- DOCUMENT SEGMENT
[Start of Attachment]

A hub for spokes
2 new Austin bike lanes cruise onto list of the best in the U.S.
After COVID-19 struck the U.S., cycling zoomed into the consciousness and routines of millions of Americans. We dusted off bicycles we hadn’t ridden in years, or we bought new bicycles to get exercise and to get out of the house. As a result, a pandemic-triggered shortage of new bikes is expected to ride well into 2021.
A new list gives Austin cyclists even more of a reason to take advantage of this hobby. The nonprofit People for Bikes initiative puts the new protected bikeway on Shoal Creek Boulevard at No. 4 in its ranking of the 10 best new bikeways in the U.S., and it awards an honorable mention to new protected bike lanes on South Congress Avenue.
People for Bikes says the five-and-a-half-mile protected bikeway on Shoal Creek Boulevard fills a gap in the proposed 30-mile Big Loop trail network around Central Austin. To create space for people to walk and bike, the Austin Transportation Department conducted community outreach in 2019 to build support for removal of on-street vehicle parking from one side of the residential corridor and a five-lane to three-lane conversion on the other side.
“While this street has been a longtime route for recreational cyclists, there was previously no dedicated space for people to bike. Adding delineators, concrete buttons, and protected intersections made this street appropriate for riders of all ages and abilities, just in time for the pandemic-related need for social distancing and access to the outdoors,” People for Bikes says of the Shoal Creek project.

[End of Attachment]

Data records
[Start of Attachment]

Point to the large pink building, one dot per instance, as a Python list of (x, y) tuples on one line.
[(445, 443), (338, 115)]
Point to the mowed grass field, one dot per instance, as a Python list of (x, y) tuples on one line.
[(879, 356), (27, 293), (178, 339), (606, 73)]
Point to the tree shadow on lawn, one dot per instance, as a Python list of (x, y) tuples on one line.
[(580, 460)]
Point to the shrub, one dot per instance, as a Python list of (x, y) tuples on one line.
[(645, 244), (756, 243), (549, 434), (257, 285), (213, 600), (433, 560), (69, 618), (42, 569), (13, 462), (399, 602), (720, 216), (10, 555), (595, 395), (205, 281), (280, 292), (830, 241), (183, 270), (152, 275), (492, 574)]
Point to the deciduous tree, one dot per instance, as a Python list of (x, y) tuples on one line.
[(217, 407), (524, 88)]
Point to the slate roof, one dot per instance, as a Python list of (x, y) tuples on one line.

[End of Attachment]

- COMPLETE THE FOLLOWING
1. Retype the passage of the Austin bike lanes article that opens with the words containing "After COVID-19 struck" and closes with "South Congress Avenue.".
2. Carry on the Austin bike lanes article from the point where it stops.

- ANSWERS BELOW
1.
After COVID-19 struck the U.S., cycling zoomed into the consciousness and routines of millions of Americans. We dusted off bicycles we hadn’t ridden in years, or we bought new bicycles to get exercise and to get out of the house. As a result, a pandemic-triggered shortage of new bikes is expected to ride well into 2021.
A new list gives Austin cyclists even more of a reason to take advantage of this hobby. The nonprofit People for Bikes initiative puts the new protected bikeway on Shoal Creek Boulevard at No. 4 in its ranking of the 10 best new bikeways in the U.S., and it awards an honorable mention to new protected bike lanes on South Congress Avenue.

2.
The group handed an honorable mention to temporary bicycle lanes on South Congress from East Riverside Drive to 11th Street. The Austin City Council approved the temporary lanes in the summer of 2020. In September, city leaders announced the change would be permanent. For years, advocates have pushed to make the South Congress corridor safer for cyclists and others.
“Now, the project that started as a temporary COVID relief has made substantial multimodal and safety improvements that will sustain riders well into the future,” People for Bikes says.
Also earning praise from the group were new bikeways in New Orleans; Boston; Pittsburgh; Memphis, Tennessee; Fremont, California; Ann Arbor, Michigan; Chicago; Denver; and Providence, Rhode Island. The New Orleans bikeway cruised into the top spot.
“These projects make biking more useful, more beautiful, and more welcoming to all riders,” People for Bikes says. “With careful planning and smart construction, cities relied on support from residents to expand access to completely connected, comfortable mobility networks, allowing people on bikes or on foot to travel safely throughout their community. Thankfully, these changes will last well beyond this pandemic.”